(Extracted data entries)
------------------------------------

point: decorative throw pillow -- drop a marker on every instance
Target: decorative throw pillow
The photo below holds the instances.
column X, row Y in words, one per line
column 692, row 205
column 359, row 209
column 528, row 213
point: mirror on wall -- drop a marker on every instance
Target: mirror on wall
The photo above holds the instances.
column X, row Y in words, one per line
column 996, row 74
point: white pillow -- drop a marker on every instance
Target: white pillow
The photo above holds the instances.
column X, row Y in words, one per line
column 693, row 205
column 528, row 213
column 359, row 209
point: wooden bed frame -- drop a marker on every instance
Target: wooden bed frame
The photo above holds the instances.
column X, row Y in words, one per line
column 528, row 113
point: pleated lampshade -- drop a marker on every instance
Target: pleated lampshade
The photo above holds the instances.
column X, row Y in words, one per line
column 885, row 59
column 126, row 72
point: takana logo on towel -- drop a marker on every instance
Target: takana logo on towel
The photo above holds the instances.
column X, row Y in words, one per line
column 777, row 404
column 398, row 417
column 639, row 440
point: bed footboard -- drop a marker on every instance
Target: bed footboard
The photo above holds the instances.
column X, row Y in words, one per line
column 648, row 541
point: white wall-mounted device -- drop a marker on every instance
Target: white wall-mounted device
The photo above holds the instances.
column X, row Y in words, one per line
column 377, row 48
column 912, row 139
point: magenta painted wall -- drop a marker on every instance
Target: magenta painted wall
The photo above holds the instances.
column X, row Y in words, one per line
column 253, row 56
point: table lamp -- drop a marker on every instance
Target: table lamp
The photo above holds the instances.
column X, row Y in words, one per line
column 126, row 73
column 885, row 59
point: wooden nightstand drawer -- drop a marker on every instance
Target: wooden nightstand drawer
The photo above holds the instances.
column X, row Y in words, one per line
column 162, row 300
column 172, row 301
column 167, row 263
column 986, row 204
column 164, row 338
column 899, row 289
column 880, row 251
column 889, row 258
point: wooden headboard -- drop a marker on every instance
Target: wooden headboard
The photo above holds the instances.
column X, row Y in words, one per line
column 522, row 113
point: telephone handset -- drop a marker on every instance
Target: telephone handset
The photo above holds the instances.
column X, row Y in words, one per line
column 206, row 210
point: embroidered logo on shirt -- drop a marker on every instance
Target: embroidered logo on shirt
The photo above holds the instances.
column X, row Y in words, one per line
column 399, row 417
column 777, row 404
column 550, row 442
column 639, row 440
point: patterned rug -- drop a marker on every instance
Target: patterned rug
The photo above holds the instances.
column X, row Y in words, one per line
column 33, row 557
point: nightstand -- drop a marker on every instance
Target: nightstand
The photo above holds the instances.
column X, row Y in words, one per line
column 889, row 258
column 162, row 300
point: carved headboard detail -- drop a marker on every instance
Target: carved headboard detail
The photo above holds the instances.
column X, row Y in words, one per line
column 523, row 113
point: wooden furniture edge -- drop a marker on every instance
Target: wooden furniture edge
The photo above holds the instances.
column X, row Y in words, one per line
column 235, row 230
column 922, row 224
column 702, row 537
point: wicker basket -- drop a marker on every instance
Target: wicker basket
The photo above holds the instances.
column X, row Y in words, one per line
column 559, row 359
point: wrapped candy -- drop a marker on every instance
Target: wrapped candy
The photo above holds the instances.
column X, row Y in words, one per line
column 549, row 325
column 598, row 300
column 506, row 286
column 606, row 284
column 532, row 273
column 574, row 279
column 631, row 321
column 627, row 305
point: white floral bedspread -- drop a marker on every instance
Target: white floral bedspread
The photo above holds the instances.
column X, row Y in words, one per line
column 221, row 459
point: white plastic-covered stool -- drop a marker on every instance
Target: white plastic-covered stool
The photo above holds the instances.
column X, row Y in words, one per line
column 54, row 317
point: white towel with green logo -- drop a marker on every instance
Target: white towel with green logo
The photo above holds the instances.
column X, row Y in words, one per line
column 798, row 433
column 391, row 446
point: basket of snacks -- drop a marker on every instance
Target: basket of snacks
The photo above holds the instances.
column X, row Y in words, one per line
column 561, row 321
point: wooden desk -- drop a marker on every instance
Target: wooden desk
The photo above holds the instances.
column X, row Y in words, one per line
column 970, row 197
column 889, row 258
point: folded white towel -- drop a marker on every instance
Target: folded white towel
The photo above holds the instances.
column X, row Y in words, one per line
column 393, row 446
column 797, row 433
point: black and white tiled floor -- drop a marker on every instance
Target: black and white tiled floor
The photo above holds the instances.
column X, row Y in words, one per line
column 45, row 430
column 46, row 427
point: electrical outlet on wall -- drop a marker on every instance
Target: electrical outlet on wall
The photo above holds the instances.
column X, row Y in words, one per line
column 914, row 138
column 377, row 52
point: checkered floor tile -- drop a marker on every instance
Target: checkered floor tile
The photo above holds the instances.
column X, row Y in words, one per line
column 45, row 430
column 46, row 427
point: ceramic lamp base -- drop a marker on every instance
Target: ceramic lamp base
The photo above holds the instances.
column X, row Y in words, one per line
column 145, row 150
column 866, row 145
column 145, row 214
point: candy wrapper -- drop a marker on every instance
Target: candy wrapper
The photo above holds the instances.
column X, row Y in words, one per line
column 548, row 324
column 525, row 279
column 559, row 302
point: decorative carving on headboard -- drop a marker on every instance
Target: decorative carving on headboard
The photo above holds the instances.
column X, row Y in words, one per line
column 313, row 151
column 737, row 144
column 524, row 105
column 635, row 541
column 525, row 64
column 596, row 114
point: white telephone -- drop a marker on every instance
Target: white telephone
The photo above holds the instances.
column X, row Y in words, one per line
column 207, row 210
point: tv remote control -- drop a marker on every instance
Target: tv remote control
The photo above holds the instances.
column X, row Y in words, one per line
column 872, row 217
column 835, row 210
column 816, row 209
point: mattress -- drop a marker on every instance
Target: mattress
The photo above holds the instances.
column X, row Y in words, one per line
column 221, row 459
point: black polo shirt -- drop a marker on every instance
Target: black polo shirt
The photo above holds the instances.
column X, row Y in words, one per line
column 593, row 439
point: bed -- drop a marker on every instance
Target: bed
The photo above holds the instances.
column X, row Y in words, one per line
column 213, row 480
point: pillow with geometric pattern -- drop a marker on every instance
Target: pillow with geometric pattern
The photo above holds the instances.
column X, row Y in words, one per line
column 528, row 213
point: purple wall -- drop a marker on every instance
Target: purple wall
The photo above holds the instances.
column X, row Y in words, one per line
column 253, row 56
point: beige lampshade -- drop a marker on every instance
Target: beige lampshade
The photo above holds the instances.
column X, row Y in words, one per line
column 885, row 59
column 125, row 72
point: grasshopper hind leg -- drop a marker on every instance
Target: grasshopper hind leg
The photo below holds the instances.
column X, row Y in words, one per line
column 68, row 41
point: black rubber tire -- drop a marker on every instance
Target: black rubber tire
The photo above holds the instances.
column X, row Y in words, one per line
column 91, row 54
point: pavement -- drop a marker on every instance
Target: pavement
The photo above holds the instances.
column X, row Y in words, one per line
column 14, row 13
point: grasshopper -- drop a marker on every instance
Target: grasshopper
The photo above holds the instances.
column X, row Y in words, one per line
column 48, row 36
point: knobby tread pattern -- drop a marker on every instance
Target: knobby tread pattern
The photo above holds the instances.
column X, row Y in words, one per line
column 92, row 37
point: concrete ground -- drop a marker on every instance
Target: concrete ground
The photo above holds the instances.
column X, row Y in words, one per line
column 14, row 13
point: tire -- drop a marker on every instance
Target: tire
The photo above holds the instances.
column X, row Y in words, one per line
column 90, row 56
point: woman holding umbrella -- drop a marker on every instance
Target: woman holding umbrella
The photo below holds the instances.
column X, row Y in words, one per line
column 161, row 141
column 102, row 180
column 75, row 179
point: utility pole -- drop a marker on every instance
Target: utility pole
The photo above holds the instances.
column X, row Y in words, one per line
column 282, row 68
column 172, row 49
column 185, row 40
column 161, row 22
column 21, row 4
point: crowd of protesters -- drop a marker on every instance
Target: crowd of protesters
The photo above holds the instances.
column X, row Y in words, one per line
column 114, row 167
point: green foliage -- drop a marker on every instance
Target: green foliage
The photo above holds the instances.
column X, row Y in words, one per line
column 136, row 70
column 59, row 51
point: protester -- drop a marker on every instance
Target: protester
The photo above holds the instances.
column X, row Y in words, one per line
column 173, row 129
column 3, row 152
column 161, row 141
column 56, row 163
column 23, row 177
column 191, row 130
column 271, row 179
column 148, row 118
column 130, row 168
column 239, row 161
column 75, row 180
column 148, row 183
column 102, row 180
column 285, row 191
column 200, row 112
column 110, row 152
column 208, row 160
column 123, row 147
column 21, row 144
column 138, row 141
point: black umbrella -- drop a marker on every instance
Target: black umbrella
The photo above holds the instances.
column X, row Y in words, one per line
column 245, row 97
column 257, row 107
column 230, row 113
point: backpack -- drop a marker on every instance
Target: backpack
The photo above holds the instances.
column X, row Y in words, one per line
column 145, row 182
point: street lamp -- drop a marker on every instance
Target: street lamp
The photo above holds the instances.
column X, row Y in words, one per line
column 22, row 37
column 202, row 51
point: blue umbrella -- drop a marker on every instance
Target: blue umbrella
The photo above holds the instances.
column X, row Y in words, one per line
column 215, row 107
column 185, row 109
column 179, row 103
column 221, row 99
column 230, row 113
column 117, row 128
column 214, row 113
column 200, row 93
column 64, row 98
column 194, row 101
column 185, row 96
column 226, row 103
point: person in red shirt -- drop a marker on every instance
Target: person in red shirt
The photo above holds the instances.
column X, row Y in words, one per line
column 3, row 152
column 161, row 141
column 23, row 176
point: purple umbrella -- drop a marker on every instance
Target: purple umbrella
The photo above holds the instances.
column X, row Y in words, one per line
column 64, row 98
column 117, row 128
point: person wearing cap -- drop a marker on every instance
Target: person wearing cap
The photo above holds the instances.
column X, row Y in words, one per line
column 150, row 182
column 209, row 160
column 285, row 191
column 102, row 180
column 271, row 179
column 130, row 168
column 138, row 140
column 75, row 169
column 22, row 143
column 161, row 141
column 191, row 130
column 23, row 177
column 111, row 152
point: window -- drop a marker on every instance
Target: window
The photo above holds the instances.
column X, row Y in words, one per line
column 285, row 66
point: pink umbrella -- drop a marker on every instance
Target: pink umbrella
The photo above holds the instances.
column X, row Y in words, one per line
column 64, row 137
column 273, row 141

------------------------------------

## [YOUR OBJECTIVE]
Edit the lines of the records from the line with "point: tire -- drop" up to and including the line with "column 75, row 179", replacing "umbrella" with "parasol" and leaving everything else unchanged. Return only those lines.

## [WORKED ANSWER]
point: tire -- drop a marker on every instance
Target: tire
The photo above holds the instances.
column X, row Y in words, one per line
column 90, row 56
point: woman holding parasol -- drop a marker on every instance
Target: woman holding parasol
The photo below holds the instances.
column X, row Y in words, one per line
column 161, row 141
column 102, row 180
column 75, row 179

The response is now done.